** TO DO **
How many lines in the entries below contain the word "shirt"? Reply with the number alone.

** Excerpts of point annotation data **

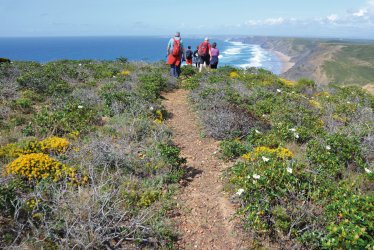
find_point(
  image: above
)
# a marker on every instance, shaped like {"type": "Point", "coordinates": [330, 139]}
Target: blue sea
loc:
{"type": "Point", "coordinates": [150, 49]}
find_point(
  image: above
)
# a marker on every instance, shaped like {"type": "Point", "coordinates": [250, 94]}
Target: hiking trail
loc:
{"type": "Point", "coordinates": [205, 215]}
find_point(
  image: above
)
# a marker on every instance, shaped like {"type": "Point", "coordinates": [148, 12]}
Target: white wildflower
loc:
{"type": "Point", "coordinates": [240, 191]}
{"type": "Point", "coordinates": [256, 176]}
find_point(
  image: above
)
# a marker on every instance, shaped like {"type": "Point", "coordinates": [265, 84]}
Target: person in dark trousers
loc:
{"type": "Point", "coordinates": [175, 51]}
{"type": "Point", "coordinates": [214, 53]}
{"type": "Point", "coordinates": [204, 54]}
{"type": "Point", "coordinates": [189, 55]}
{"type": "Point", "coordinates": [196, 57]}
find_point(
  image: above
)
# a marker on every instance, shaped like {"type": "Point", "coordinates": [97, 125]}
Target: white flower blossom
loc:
{"type": "Point", "coordinates": [240, 191]}
{"type": "Point", "coordinates": [256, 176]}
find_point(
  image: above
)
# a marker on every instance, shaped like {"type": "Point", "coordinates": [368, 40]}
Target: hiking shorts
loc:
{"type": "Point", "coordinates": [205, 59]}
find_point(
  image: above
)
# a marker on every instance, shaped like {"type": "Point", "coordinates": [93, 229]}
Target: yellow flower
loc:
{"type": "Point", "coordinates": [286, 82]}
{"type": "Point", "coordinates": [125, 73]}
{"type": "Point", "coordinates": [234, 74]}
{"type": "Point", "coordinates": [315, 104]}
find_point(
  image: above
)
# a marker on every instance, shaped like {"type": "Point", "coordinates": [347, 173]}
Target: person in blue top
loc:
{"type": "Point", "coordinates": [175, 51]}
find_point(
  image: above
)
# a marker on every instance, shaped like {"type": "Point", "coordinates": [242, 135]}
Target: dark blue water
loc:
{"type": "Point", "coordinates": [151, 49]}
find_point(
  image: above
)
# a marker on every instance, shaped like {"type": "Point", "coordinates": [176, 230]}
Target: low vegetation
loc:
{"type": "Point", "coordinates": [303, 155]}
{"type": "Point", "coordinates": [86, 160]}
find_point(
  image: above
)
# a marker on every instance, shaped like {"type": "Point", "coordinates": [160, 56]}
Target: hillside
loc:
{"type": "Point", "coordinates": [326, 61]}
{"type": "Point", "coordinates": [119, 155]}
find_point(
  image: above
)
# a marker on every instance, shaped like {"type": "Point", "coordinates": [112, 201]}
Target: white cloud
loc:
{"type": "Point", "coordinates": [268, 21]}
{"type": "Point", "coordinates": [274, 21]}
{"type": "Point", "coordinates": [332, 18]}
{"type": "Point", "coordinates": [360, 13]}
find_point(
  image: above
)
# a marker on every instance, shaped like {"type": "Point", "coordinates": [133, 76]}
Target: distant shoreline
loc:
{"type": "Point", "coordinates": [285, 59]}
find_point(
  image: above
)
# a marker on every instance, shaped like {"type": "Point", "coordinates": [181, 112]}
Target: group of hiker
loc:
{"type": "Point", "coordinates": [205, 55]}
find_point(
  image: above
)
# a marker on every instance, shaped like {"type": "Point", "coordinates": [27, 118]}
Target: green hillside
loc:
{"type": "Point", "coordinates": [353, 64]}
{"type": "Point", "coordinates": [88, 161]}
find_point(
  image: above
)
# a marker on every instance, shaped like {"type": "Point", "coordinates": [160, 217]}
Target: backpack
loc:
{"type": "Point", "coordinates": [176, 47]}
{"type": "Point", "coordinates": [189, 54]}
{"type": "Point", "coordinates": [203, 49]}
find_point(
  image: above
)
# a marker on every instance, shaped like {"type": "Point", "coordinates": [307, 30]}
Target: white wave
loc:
{"type": "Point", "coordinates": [239, 44]}
{"type": "Point", "coordinates": [232, 51]}
{"type": "Point", "coordinates": [258, 56]}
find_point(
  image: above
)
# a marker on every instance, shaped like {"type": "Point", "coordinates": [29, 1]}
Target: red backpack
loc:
{"type": "Point", "coordinates": [203, 49]}
{"type": "Point", "coordinates": [176, 47]}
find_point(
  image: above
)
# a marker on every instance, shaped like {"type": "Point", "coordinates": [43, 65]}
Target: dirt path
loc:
{"type": "Point", "coordinates": [206, 213]}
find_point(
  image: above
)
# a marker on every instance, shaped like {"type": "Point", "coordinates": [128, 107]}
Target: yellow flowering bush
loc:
{"type": "Point", "coordinates": [315, 104]}
{"type": "Point", "coordinates": [257, 152]}
{"type": "Point", "coordinates": [286, 82]}
{"type": "Point", "coordinates": [125, 72]}
{"type": "Point", "coordinates": [10, 150]}
{"type": "Point", "coordinates": [234, 74]}
{"type": "Point", "coordinates": [56, 145]}
{"type": "Point", "coordinates": [38, 166]}
{"type": "Point", "coordinates": [159, 117]}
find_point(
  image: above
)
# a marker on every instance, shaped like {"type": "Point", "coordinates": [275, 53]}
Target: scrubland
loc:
{"type": "Point", "coordinates": [302, 155]}
{"type": "Point", "coordinates": [86, 160]}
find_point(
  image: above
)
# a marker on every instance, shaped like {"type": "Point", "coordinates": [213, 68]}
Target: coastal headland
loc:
{"type": "Point", "coordinates": [338, 61]}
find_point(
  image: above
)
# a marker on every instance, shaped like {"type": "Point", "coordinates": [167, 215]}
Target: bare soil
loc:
{"type": "Point", "coordinates": [205, 215]}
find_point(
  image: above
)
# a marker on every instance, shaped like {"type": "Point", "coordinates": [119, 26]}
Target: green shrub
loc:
{"type": "Point", "coordinates": [151, 85]}
{"type": "Point", "coordinates": [332, 154]}
{"type": "Point", "coordinates": [231, 149]}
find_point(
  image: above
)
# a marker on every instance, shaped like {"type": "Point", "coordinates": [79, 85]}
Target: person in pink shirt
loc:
{"type": "Point", "coordinates": [214, 53]}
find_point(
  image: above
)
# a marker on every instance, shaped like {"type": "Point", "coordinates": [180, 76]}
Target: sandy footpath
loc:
{"type": "Point", "coordinates": [206, 217]}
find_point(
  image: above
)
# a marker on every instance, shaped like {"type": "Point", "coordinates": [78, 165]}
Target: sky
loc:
{"type": "Point", "coordinates": [308, 18]}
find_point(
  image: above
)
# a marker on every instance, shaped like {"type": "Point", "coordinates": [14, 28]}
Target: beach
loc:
{"type": "Point", "coordinates": [285, 59]}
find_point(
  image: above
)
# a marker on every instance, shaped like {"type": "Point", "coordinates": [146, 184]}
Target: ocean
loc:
{"type": "Point", "coordinates": [150, 49]}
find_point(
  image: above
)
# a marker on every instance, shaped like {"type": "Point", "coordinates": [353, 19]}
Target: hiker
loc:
{"type": "Point", "coordinates": [196, 57]}
{"type": "Point", "coordinates": [189, 55]}
{"type": "Point", "coordinates": [204, 54]}
{"type": "Point", "coordinates": [174, 52]}
{"type": "Point", "coordinates": [214, 53]}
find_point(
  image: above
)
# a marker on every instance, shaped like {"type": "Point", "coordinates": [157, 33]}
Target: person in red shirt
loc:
{"type": "Point", "coordinates": [174, 52]}
{"type": "Point", "coordinates": [214, 52]}
{"type": "Point", "coordinates": [204, 54]}
{"type": "Point", "coordinates": [189, 54]}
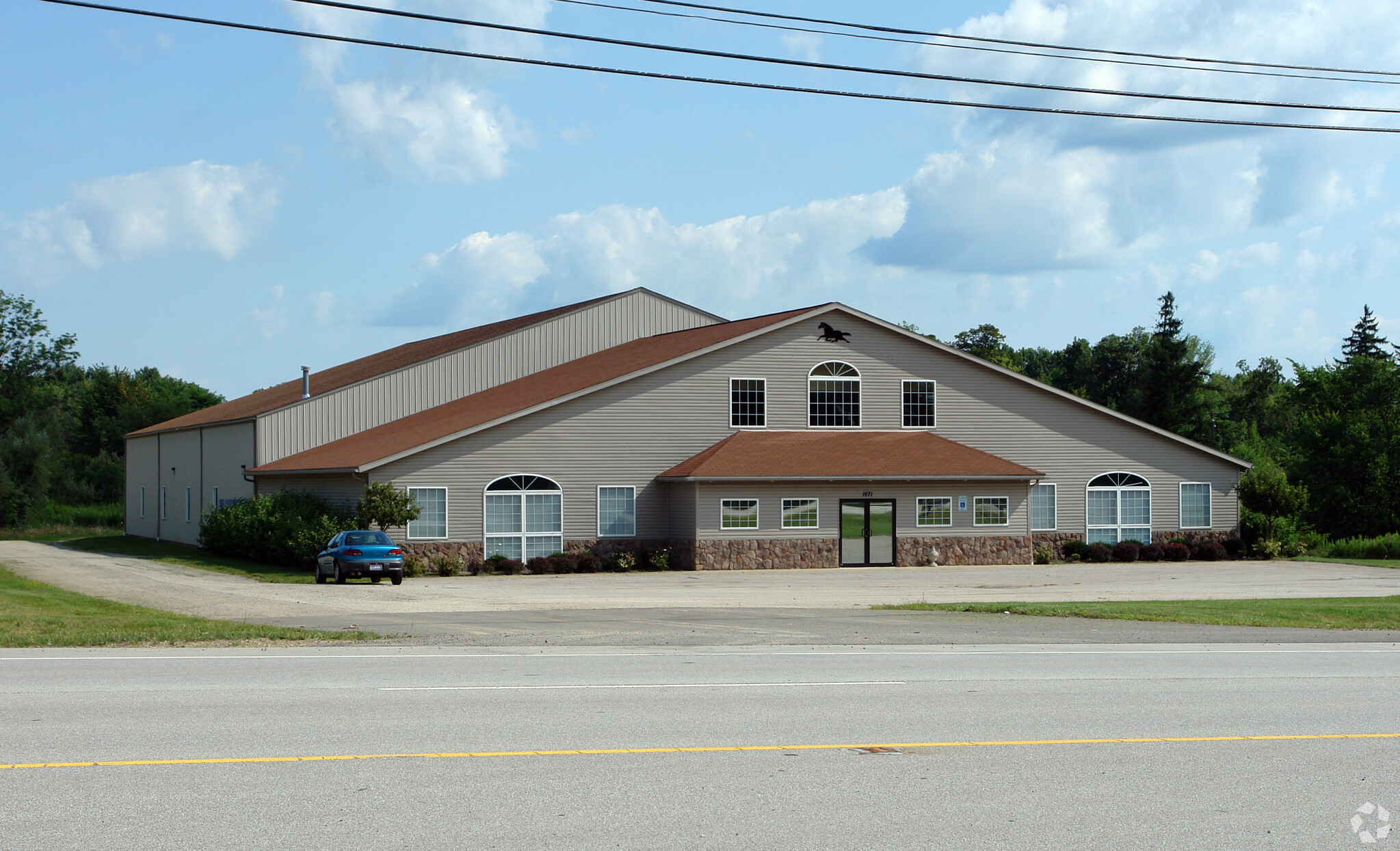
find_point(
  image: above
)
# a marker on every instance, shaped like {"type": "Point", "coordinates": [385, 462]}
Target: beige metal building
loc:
{"type": "Point", "coordinates": [815, 437]}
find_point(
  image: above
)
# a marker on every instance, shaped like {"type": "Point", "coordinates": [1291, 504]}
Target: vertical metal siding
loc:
{"type": "Point", "coordinates": [631, 433]}
{"type": "Point", "coordinates": [336, 415]}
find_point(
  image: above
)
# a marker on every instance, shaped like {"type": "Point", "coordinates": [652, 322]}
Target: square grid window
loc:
{"type": "Point", "coordinates": [990, 511]}
{"type": "Point", "coordinates": [738, 514]}
{"type": "Point", "coordinates": [835, 402]}
{"type": "Point", "coordinates": [432, 513]}
{"type": "Point", "coordinates": [616, 511]}
{"type": "Point", "coordinates": [1196, 506]}
{"type": "Point", "coordinates": [800, 514]}
{"type": "Point", "coordinates": [748, 402]}
{"type": "Point", "coordinates": [1044, 509]}
{"type": "Point", "coordinates": [919, 403]}
{"type": "Point", "coordinates": [936, 511]}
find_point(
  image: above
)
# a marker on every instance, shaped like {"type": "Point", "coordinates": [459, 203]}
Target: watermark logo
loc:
{"type": "Point", "coordinates": [1371, 822]}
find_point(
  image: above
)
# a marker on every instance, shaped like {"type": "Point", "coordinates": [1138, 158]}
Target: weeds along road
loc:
{"type": "Point", "coordinates": [1007, 746]}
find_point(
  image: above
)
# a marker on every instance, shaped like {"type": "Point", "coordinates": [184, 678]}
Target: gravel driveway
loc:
{"type": "Point", "coordinates": [192, 591]}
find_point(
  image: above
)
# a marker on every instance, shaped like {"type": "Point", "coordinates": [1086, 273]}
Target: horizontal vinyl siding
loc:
{"type": "Point", "coordinates": [358, 407]}
{"type": "Point", "coordinates": [905, 493]}
{"type": "Point", "coordinates": [631, 433]}
{"type": "Point", "coordinates": [142, 472]}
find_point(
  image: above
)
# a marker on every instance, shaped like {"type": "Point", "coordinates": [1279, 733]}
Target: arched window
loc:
{"type": "Point", "coordinates": [524, 517]}
{"type": "Point", "coordinates": [1119, 507]}
{"type": "Point", "coordinates": [833, 394]}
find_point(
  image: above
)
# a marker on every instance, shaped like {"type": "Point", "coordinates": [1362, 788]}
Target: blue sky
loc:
{"type": "Point", "coordinates": [227, 206]}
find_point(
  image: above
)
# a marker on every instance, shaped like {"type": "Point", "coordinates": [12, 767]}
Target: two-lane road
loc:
{"type": "Point", "coordinates": [1036, 746]}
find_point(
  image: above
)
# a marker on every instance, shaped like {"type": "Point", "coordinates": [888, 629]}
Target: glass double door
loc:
{"type": "Point", "coordinates": [867, 532]}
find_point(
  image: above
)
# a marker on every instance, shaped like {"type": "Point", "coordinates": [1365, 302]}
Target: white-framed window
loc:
{"type": "Point", "coordinates": [1044, 514]}
{"type": "Point", "coordinates": [1119, 507]}
{"type": "Point", "coordinates": [936, 511]}
{"type": "Point", "coordinates": [524, 517]}
{"type": "Point", "coordinates": [833, 396]}
{"type": "Point", "coordinates": [1196, 506]}
{"type": "Point", "coordinates": [748, 402]}
{"type": "Point", "coordinates": [432, 513]}
{"type": "Point", "coordinates": [738, 514]}
{"type": "Point", "coordinates": [919, 401]}
{"type": "Point", "coordinates": [800, 514]}
{"type": "Point", "coordinates": [616, 511]}
{"type": "Point", "coordinates": [990, 511]}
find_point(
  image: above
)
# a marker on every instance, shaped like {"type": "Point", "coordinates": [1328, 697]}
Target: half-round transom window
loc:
{"type": "Point", "coordinates": [1119, 507]}
{"type": "Point", "coordinates": [524, 517]}
{"type": "Point", "coordinates": [833, 395]}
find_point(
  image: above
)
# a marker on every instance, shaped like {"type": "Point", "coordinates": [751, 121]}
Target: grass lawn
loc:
{"type": "Point", "coordinates": [1329, 613]}
{"type": "Point", "coordinates": [38, 614]}
{"type": "Point", "coordinates": [178, 553]}
{"type": "Point", "coordinates": [1393, 563]}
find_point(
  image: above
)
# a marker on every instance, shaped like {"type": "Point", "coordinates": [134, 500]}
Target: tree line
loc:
{"type": "Point", "coordinates": [62, 426]}
{"type": "Point", "coordinates": [1325, 442]}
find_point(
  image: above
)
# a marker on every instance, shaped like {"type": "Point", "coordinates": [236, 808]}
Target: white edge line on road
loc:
{"type": "Point", "coordinates": [860, 653]}
{"type": "Point", "coordinates": [636, 686]}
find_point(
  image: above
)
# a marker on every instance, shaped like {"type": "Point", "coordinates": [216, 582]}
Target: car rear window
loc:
{"type": "Point", "coordinates": [369, 538]}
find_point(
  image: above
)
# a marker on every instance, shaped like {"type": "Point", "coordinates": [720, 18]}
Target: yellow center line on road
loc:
{"type": "Point", "coordinates": [703, 749]}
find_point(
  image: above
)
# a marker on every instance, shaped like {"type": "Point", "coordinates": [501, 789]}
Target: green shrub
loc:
{"type": "Point", "coordinates": [286, 528]}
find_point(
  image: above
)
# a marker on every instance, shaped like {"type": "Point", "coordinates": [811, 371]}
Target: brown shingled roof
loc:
{"type": "Point", "coordinates": [514, 396]}
{"type": "Point", "coordinates": [845, 455]}
{"type": "Point", "coordinates": [359, 370]}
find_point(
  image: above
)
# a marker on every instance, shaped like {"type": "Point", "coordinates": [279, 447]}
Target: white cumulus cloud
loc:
{"type": "Point", "coordinates": [202, 206]}
{"type": "Point", "coordinates": [790, 254]}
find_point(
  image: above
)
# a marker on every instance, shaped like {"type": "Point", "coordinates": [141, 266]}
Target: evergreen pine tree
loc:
{"type": "Point", "coordinates": [1364, 340]}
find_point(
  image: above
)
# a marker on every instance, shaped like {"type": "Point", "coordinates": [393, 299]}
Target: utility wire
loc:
{"type": "Point", "coordinates": [980, 48]}
{"type": "Point", "coordinates": [828, 66]}
{"type": "Point", "coordinates": [1001, 41]}
{"type": "Point", "coordinates": [713, 80]}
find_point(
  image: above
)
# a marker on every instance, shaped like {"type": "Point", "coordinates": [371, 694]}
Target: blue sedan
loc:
{"type": "Point", "coordinates": [353, 554]}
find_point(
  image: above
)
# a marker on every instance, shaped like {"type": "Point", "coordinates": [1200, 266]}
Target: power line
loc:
{"type": "Point", "coordinates": [828, 66]}
{"type": "Point", "coordinates": [1001, 41]}
{"type": "Point", "coordinates": [713, 80]}
{"type": "Point", "coordinates": [979, 48]}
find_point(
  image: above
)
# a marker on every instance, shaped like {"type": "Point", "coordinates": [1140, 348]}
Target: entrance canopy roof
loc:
{"type": "Point", "coordinates": [845, 455]}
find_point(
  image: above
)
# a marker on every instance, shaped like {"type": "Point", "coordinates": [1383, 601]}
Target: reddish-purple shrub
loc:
{"type": "Point", "coordinates": [1126, 550]}
{"type": "Point", "coordinates": [1176, 552]}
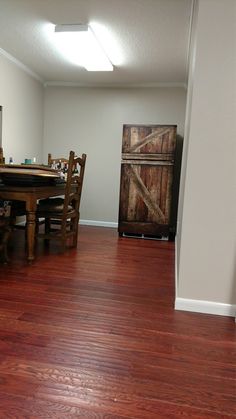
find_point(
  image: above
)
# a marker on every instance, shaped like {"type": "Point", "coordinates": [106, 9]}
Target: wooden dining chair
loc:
{"type": "Point", "coordinates": [5, 229]}
{"type": "Point", "coordinates": [2, 159]}
{"type": "Point", "coordinates": [58, 163]}
{"type": "Point", "coordinates": [62, 214]}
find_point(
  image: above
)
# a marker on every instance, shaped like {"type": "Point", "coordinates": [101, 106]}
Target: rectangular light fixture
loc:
{"type": "Point", "coordinates": [79, 45]}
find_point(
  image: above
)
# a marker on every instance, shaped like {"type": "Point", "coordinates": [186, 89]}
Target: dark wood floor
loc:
{"type": "Point", "coordinates": [93, 334]}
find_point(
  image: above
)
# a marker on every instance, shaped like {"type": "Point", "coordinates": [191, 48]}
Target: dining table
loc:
{"type": "Point", "coordinates": [29, 193]}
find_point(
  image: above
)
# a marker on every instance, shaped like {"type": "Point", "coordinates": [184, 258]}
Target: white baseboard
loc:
{"type": "Point", "coordinates": [99, 223]}
{"type": "Point", "coordinates": [207, 307]}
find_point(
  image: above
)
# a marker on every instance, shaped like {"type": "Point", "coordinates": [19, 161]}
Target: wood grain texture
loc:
{"type": "Point", "coordinates": [146, 184]}
{"type": "Point", "coordinates": [92, 333]}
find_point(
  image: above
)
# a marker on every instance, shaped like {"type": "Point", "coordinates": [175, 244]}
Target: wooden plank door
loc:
{"type": "Point", "coordinates": [145, 198]}
{"type": "Point", "coordinates": [146, 179]}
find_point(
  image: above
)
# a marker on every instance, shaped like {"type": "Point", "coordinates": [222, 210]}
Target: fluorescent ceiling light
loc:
{"type": "Point", "coordinates": [80, 46]}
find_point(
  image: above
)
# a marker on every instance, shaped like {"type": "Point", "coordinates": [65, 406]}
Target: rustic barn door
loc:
{"type": "Point", "coordinates": [146, 179]}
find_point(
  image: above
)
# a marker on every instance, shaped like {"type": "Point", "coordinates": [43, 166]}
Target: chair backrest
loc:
{"type": "Point", "coordinates": [58, 163]}
{"type": "Point", "coordinates": [74, 182]}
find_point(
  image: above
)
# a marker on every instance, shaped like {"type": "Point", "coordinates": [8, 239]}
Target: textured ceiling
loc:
{"type": "Point", "coordinates": [151, 39]}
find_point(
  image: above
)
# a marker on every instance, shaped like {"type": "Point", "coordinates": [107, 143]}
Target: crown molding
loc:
{"type": "Point", "coordinates": [21, 65]}
{"type": "Point", "coordinates": [115, 86]}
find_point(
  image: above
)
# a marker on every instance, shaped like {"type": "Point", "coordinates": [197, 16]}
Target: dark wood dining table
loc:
{"type": "Point", "coordinates": [30, 195]}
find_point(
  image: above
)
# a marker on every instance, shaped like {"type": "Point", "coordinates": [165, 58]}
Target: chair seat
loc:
{"type": "Point", "coordinates": [52, 205]}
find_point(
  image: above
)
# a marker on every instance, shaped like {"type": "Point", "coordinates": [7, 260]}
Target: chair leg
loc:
{"type": "Point", "coordinates": [4, 243]}
{"type": "Point", "coordinates": [75, 231]}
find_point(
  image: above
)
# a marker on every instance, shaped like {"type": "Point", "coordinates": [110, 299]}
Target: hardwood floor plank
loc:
{"type": "Point", "coordinates": [92, 333]}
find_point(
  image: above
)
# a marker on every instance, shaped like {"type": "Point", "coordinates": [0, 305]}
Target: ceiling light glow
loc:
{"type": "Point", "coordinates": [79, 45]}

** TASK ANSWER **
2